══ Testo mostrato

Le tre stelle di Club to Club 2016 illuminano tutta Torino

Tra complesse architetture sonore e groove contagiosi, graditi ritorni e inaspettate sorprese, l’edizione 2016 di Club To Club accende i riflettori sulla città con una kermesse sempre più internazionale e “illuminante”.

Una maratona lunga e ricchissima di sostanza, quella di Club To Club. Che vi racconteremo in due parti scrivendone a più mani e sviscerandone il più possibile dettagli e significati. Iniziamo con la prima carrellata, a cura di Stefano D. Ottavio. Mentre leggete potete godervi la nostra playlist Spotify con il meglio di questa edizione: la trovate a fondo articolo.

════

| Esercizio assegnato 1 |
Restituisci esattamente la parte dell'articolo su Club To Club 2016 che si apre con le parole contenenti "Le tre stelle" e si chiude con "a fondo articolo.".
| Esercizio assegnato 2 |
In base all'articolo su Club To Club 2016, indica per ciascuna affermazione se concorda con il testo, rispondendo sì o no e citando alla lettera le parole decisive. (a) Il racconto della manifestazione sarà diviso in due parti. (b) La playlist Spotify si trova all'inizio dell'articolo. (c) La prima carrellata è a cura di Stefano D. Ottavio.

══ Record estratti

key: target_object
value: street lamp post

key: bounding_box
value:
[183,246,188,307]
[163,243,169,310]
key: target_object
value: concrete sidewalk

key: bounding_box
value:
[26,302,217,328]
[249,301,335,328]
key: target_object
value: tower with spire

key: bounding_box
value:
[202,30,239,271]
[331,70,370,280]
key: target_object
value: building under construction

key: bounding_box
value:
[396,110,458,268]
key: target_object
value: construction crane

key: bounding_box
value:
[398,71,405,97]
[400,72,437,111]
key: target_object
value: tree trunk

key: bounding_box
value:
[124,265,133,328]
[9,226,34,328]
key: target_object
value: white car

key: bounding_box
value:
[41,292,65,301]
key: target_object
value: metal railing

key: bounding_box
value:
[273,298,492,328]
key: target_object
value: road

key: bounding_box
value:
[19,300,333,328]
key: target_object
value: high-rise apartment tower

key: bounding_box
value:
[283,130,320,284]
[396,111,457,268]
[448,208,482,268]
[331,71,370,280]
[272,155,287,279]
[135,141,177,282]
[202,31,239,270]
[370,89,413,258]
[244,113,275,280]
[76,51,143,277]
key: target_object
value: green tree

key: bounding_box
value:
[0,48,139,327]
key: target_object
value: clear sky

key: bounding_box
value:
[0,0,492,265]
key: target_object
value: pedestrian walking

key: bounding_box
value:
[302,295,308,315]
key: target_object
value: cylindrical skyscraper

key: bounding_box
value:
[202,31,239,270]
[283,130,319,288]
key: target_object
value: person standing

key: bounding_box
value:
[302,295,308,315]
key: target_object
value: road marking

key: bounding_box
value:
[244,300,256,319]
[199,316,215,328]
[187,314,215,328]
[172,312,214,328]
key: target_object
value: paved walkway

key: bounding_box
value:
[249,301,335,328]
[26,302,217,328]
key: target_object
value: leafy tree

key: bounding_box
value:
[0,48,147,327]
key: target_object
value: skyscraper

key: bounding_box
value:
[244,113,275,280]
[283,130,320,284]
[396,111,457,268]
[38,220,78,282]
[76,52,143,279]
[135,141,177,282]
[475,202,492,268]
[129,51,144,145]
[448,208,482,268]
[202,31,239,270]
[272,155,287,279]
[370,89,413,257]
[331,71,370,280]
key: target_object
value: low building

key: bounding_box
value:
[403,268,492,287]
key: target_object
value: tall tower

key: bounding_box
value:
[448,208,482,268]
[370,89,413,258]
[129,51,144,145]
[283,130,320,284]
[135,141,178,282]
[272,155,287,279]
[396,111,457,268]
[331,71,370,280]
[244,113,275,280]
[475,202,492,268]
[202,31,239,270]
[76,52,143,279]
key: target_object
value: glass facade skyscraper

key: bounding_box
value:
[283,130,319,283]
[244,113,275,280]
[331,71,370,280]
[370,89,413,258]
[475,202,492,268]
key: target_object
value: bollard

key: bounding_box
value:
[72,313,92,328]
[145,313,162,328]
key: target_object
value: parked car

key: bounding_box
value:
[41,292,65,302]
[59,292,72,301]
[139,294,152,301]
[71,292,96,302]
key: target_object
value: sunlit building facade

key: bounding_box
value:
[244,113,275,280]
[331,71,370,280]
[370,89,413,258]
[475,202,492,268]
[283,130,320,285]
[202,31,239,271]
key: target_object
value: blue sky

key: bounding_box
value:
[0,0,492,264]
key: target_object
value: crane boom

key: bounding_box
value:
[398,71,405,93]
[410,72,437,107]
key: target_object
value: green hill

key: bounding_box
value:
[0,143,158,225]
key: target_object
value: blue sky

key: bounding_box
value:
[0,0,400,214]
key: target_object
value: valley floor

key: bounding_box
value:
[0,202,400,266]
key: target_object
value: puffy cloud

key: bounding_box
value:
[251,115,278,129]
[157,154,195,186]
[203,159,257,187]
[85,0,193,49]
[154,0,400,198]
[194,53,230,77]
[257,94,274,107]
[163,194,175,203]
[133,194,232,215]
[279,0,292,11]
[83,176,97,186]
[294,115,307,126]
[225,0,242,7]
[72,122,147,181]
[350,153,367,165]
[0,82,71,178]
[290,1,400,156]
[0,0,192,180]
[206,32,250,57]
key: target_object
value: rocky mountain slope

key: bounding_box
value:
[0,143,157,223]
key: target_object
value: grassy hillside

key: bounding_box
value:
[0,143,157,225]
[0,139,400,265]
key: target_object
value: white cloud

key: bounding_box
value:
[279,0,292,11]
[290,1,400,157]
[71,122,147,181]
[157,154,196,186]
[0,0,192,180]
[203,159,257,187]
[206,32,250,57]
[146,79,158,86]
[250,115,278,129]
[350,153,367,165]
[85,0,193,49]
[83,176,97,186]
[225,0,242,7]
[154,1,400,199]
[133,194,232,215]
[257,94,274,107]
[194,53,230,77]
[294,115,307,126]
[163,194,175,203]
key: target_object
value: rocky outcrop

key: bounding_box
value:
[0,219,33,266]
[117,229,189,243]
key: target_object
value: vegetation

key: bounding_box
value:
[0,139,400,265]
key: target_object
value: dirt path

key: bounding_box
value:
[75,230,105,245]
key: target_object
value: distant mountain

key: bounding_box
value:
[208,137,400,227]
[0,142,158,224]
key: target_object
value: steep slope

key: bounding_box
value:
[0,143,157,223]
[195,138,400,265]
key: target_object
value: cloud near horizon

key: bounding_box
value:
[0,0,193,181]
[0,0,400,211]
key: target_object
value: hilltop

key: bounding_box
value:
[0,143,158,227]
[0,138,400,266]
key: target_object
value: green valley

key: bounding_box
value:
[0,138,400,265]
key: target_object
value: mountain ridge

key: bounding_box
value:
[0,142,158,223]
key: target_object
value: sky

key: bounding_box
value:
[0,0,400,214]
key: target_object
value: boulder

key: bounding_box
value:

════

| Risposta completa 1 |
Le tre stelle di Club to Club 2016 illuminano tutta Torino

Tra complesse architetture sonore e groove contagiosi, graditi ritorni e inaspettate sorprese, l’edizione 2016 di Club To Club accende i riflettori sulla città con una kermesse sempre più internazionale e “illuminante”.

Una maratona lunga e ricchissima di sostanza, quella di Club To Club. Che vi racconteremo in due parti scrivendone a più mani e sviscerandone il più possibile dettagli e significati. Iniziamo con la prima carrellata, a cura di Stefano D. Ottavio. Mentre leggete potete godervi la nostra playlist Spotify con il meglio di questa edizione: la trovate a fondo articolo.

| Risposta completa 2 |
(a) Sì: "Che vi racconteremo in due parti".
(b) No: "la trovate a fondo articolo".
(c) Sì: "Iniziamo con la prima carrellata, a cura di Stefano D. Ottavio".